• _DATA SUPPLIED_:
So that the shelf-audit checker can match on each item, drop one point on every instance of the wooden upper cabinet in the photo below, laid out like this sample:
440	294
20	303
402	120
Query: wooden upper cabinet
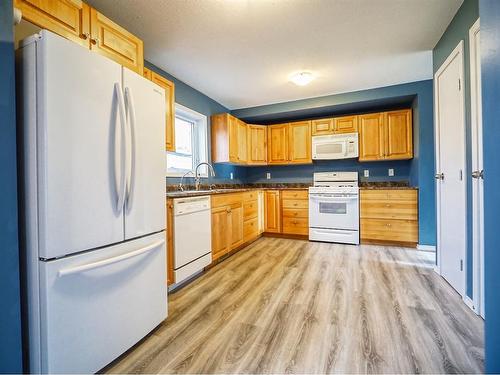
371	137
147	73
116	43
345	124
229	139
322	126
257	144
272	211
299	142
398	135
170	109
242	141
68	18
277	144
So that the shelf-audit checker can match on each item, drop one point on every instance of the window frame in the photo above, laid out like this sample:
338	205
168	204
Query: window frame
199	136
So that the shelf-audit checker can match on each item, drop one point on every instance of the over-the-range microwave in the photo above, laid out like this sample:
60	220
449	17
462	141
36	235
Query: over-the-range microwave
338	146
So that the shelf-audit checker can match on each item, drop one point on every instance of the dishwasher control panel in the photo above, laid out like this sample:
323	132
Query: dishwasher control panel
184	206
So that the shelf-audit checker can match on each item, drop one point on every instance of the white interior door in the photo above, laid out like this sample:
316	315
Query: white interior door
450	168
477	168
77	123
145	210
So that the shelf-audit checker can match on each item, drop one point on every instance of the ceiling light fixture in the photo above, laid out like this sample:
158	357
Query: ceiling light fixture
302	78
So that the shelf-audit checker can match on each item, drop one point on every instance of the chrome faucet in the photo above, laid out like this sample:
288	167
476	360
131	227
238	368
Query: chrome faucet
196	175
181	185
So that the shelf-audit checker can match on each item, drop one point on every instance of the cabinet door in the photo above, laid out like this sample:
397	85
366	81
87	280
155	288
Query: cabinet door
257	144
277	146
346	124
299	142
242	141
170	111
170	241
272	215
371	137
116	43
398	135
234	149
68	18
220	232
322	126
236	218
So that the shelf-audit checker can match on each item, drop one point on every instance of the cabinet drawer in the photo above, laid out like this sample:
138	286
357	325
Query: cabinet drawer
296	212
250	229
250	209
295	194
389	230
385	209
219	200
295	203
295	225
389	194
250	195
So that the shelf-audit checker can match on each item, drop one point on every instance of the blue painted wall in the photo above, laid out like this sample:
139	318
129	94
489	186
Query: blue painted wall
420	170
199	102
458	30
490	65
10	313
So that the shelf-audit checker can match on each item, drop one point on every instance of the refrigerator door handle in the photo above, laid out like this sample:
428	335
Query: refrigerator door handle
120	136
131	149
105	262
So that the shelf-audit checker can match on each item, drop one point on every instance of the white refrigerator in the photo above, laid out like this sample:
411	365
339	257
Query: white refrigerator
92	180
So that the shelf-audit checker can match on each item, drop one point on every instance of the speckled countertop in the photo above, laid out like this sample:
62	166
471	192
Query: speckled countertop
385	185
189	190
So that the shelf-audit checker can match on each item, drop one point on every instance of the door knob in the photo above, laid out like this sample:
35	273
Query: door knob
439	176
478	174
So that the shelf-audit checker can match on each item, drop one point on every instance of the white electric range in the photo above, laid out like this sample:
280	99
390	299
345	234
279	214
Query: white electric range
334	207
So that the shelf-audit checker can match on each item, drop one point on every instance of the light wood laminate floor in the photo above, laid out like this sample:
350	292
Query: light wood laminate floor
292	306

• _TASK DIRECTIONS_:
Rewrite all the records above with "shelf-audit checker" replaced by "inventory checker" and everything else unchanged. Leave the pictures out.

• _RESPONSE TO THIS TASK_:
So that the inventory checker can match on each item, drop one point on every instance of the wooden upper cabinet in the photo below, laid out like this sample:
440	294
20	303
402	120
Query: wooden upper cabinet
371	137
147	73
116	43
345	124
229	139
322	126
257	144
272	211
299	142
398	135
170	109
242	141
68	18
277	144
So that the inventory checker can match on each item, drop one point on every instance of the window frame in the photo above, laid out like this sample:
338	205
168	204
Query: window frame
199	136
So that the inventory checker can match on each item, drop one point on every instance of the over-the-range microwave in the photo above, laid out like this sample:
60	220
449	17
462	141
36	235
Query: over-the-range microwave
338	146
So that the inventory checker can match on each item, drop one point on every instance of the dishwasher control panel in the photo above, laid out like this sample:
323	132
Query: dishwasher control panel
184	206
So that the inventory checker can match on each item, drop one point on every instance of the white interior door in the photo above, laid out like this sample:
316	315
Query: white interior door
450	168
477	168
77	123
145	210
So that the inventory checker can match on each item, drop one point on every instance of the ceiling light fixture in the photo above, laid out like this sample:
158	357
Query: ceiling light fixture
302	78
So that the inventory checker can match on each item, drop one point on every instance of the chrome faucet in the photo above, laid out like this sample:
288	167
476	360
131	227
238	368
Query: chrome faucet
196	175
181	185
So that the inventory checker can match on each item, drop one point on every instance of the cabinet door in the photo above, laid out like this sample:
397	85
366	81
87	280
155	288
Query: cabinet door
257	144
277	146
346	124
299	142
242	141
170	111
170	241
272	215
371	137
116	43
398	135
234	149
68	18
220	232
322	126
236	218
So that the inventory checker can match on each item, drop one point on every instance of the cabinet drawer in the photo above, laid out like this sample:
138	286
357	325
Query: cabinet drawer
296	212
250	229
250	209
295	194
389	230
385	209
219	200
295	203
295	225
389	194
250	195
So that the inventory checker can match on each item, drop one point on every instance of the blue painted wall in the photo above, laid out like this sample:
139	318
129	94
489	186
Query: blue painted wall
420	170
199	102
458	30
490	65
10	313
So that the inventory checker can match on each item, drop one point on every instance of the refrigerator door handle in the photo above, laid out like this sample:
428	335
Query: refrigerator door handle
120	136
131	149
105	262
So that the inventory checker can match on each item, drop one point on every instance of the white refrigerator in the photo above, laid out like this sample:
411	365
339	257
Query: white refrigerator
92	180
So that the inventory checker can match on each item, drop one point on every instance of the speckled countertop in the photo above, laid out like this sample:
62	166
471	192
Query: speckled countertop
385	185
189	190
So that the inventory checker can match on each item, drop one point on every instance of the door knob in the photo above, laid out like this sample:
35	273
Query: door knob
439	176
478	174
So that the inventory checker can match on each item, drop one point on every instance of the white electric range in the photo above, laid out like this sample:
280	99
390	299
345	234
279	214
Query: white electric range
334	207
So that the inventory checker can match on each item, drop one point on every instance of the light wood laminate floor in the photo above, laid out like this sample:
350	292
Query: light wood laminate floor
292	306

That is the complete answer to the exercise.